> **Übungstext**
'''

“Wir lassen uns nicht unterkriegen” – mit diesen Worten verabschiedet der Präsident des Zentralrats der Juden rund 1.400 Teilnehmende einer Großveranstaltung in Berlin. Und gibt ihnen noch einen Wunsch mit.
Mit einem Aufruf zu Zusammenhalt und Selbstbewusstsein ist der fünfte Gemeindetag des Zentralrats der Juden in Deutschland zu Ende gegangen. “Wir wollen als jüdische Gemeinschaft, als Jüdinnen und Juden, von diesem Gemeindetag ein lautes Zeichen senden: Wir lassen uns nicht unterkriegen”, betonte Zentralratspräsident Josef Schuster zum Abschluss am Sonntag in Berlin. “Wir begegnen dem Hass, den wir auf den Straßen sehen, an den Universitäten, ja in der Mitte der Gesellschaft, mit Mut und Zusammenhalt.”
Unter dem Motto “Zusammen leben” hatten sich nach Veranstalterangaben mehr als 1.400 Mitglieder jüdischer Gemeinden in Berlin getroffen. Der bundesweite Gemeindetag findet regelmäßig statt, musste aber wegen der Corona-Pandemie eine Pause einlegen. “Wir haben ein großes Fest der Jüdischkeit gefeiert”, erklärte Schuster. Er wünsche den Teilnehmenden, dass sie mit diesem Zusammenhalt in ihre Gemeinden zurückkehrten und diesen Geist dort verbreiteten.

'''

> **Aufgabe 1**
Unter welchem Motto trafen sich die Teilnehmenden laut dem Text über den Gemeindetag in Berlin?
> **Aufgabe 2**
Nehmen Sie den Text über den Gemeindetag nach seinem letzten Satz wieder auf und schreiben Sie ihn weiter.
Die Daten sind eigenständiges Material und gehören nicht zum Text über den Gemeindetag.

> **Bereitgestellte Daten**
'''

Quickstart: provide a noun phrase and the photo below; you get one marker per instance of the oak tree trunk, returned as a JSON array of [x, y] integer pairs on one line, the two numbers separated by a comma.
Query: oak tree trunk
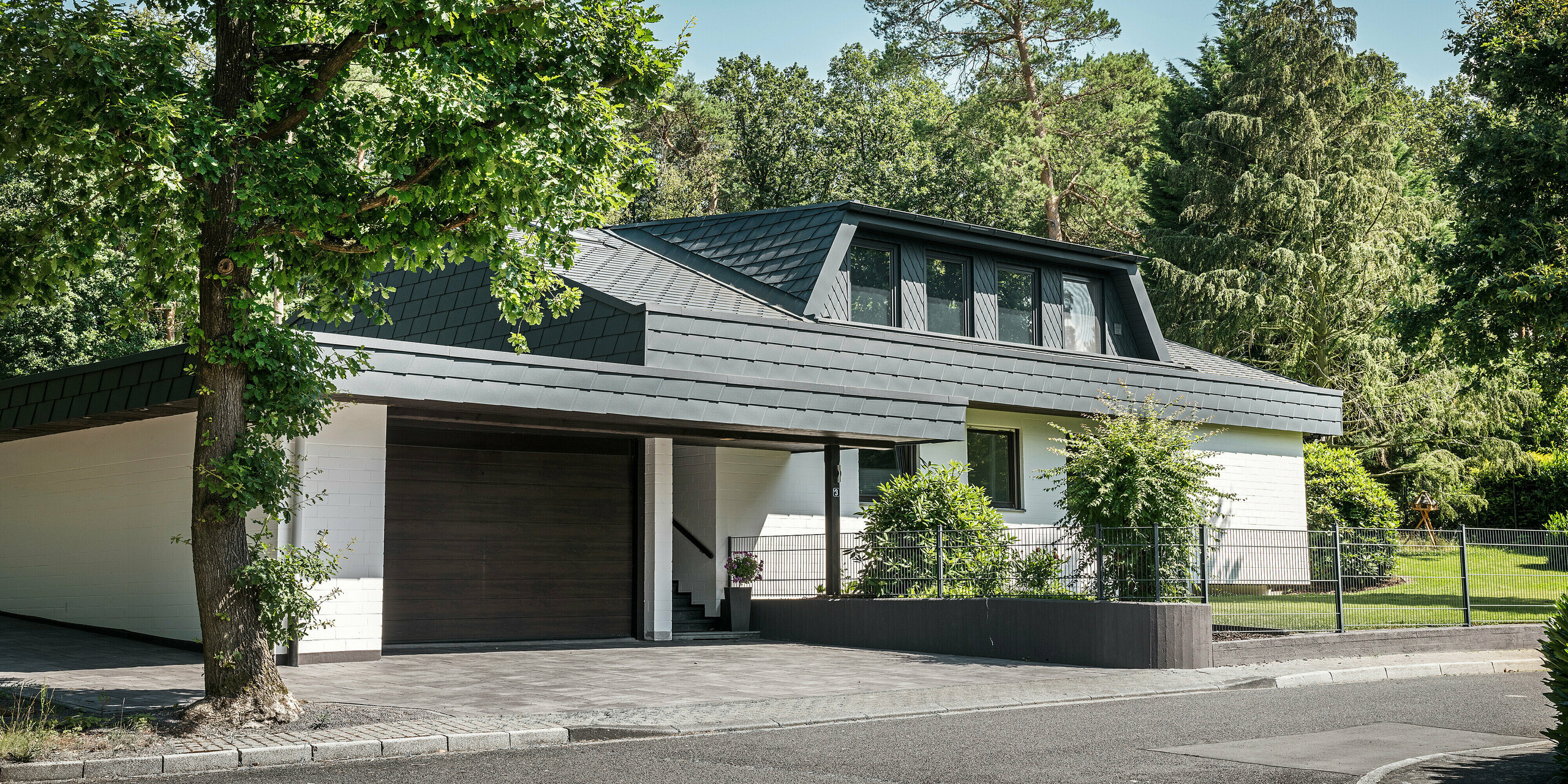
[[242, 679]]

'''

> **Antwort 1**
Unter dem Motto „Zusammen leben“.

> **Antwort 2**
Vier Tage lang tauschten sich die Teilnehmenden in Podien, Vorträgen und Workshops aus. Themen waren etwa der Krieg im Gazastreifen nach dem Terror der Hamas, Antisemitismus in Deutschland, die jüdische Gemeinschaft in Europa, religionsgesetzliche Fragen und Künstliche Intelligenz KI. Die Teilnehmenden feierten zudem gemeinsam Schabbat und Gottesdienste und kamen bei einem Gala-Abend zusammen.
Zur Eröffnung am Donnerstagabend waren auch Bundespräsident Frank-Walter Steinmeier und Israels Botschafter Ron Prosor gekommen. Gemeinsam mit anderen prominenten Gästen zündeten sie zum Ende des Chanukka-Festes die Kerzen an einem Leuchter an. Aus der Politik sprachen während des Gemeindetages auch Außenministerin Annalena Baerbock (Grüne), Bundesjustizminister Marco Buschmann (FDP) und Nordrhein-Westfalens Ministerpräsident Hendrik Wüst (CDU).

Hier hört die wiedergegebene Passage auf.